▶ _What you need to do_
The output should be the listing below, limited to the lines from the one with "[point] every instance of the white cloud" through the one with "[point] every instance of the green shrub", exact and without pictures.

▶ _Record extracts_
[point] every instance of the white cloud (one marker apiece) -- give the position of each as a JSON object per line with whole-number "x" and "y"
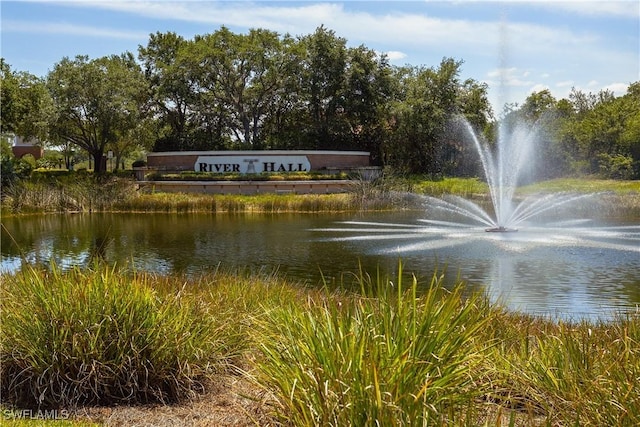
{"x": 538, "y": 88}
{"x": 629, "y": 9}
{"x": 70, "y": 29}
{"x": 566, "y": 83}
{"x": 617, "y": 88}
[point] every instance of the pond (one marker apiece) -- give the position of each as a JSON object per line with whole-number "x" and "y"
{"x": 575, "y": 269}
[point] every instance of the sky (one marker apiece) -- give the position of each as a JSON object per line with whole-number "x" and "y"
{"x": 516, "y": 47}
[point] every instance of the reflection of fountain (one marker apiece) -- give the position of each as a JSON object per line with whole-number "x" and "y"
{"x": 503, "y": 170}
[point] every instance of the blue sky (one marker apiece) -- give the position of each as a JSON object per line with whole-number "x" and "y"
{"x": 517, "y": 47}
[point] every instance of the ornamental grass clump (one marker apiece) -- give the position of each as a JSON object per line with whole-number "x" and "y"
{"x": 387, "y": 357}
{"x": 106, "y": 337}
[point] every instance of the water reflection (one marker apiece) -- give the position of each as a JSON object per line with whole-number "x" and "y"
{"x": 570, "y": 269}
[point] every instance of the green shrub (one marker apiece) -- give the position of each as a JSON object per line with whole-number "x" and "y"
* * *
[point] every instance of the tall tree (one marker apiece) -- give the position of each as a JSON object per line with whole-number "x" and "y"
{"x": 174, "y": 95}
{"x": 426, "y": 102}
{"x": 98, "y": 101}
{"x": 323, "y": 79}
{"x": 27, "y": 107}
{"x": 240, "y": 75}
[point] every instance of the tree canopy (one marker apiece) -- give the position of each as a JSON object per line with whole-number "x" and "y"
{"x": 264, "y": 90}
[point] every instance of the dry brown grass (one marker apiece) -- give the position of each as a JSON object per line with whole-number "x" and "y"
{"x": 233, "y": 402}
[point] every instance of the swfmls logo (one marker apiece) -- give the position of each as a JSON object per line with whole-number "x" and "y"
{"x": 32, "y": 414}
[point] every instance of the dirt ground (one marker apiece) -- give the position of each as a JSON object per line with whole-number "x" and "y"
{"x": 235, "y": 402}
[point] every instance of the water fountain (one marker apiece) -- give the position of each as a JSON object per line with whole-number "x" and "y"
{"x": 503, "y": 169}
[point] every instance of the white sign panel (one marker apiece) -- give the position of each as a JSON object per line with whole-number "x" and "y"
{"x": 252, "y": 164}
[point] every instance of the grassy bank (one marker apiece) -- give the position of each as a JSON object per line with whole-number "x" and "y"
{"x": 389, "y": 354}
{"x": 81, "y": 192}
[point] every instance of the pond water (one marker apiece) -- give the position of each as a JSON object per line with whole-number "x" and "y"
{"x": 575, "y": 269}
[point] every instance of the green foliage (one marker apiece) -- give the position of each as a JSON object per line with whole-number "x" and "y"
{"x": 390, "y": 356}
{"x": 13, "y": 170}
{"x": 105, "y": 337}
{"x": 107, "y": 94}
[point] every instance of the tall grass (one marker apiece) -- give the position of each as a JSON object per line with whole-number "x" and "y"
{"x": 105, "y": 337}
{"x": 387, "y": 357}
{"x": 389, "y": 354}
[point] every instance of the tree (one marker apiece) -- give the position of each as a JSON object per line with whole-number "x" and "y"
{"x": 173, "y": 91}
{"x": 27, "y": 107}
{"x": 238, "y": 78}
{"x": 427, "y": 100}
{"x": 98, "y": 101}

▶ _Written answer_
[point] every instance of the white cloud (one marker apiece) -- give the position of each as a JSON object per line with whole-number "x" and "y"
{"x": 538, "y": 88}
{"x": 629, "y": 9}
{"x": 70, "y": 29}
{"x": 566, "y": 83}
{"x": 617, "y": 88}
[point] every instance of the pond (one marker apiece) -- give the position of each as a JSON object per line with whole-number "x" and "y"
{"x": 575, "y": 269}
[point] every instance of the sky (one marker apiece) -- give the position of each as a JSON object per line with whole-number "x" and "y"
{"x": 516, "y": 47}
[point] every instance of the reflection of fountain (one marker apiece) -- give the position of each as a JSON object per line with whole-number "x" and "y"
{"x": 503, "y": 170}
[point] every instance of the blue sky (one marker apiece) -- give the position of each as a JSON object per line with whole-number "x" and "y"
{"x": 517, "y": 47}
[point] every instance of the ornamental grass clump (one marker apiece) -- give the position of each as a JSON object per line with whole-number "x" and "y"
{"x": 387, "y": 357}
{"x": 106, "y": 337}
[point] every instance of the water reflection (one marker apiece) -- give the position of each as a JSON object per line with whole-number "x" and "y"
{"x": 570, "y": 269}
[point] every instance of the green shrub (one marker apiece) -- give the position of each as a JSON object per line with whole-number "x" and "y"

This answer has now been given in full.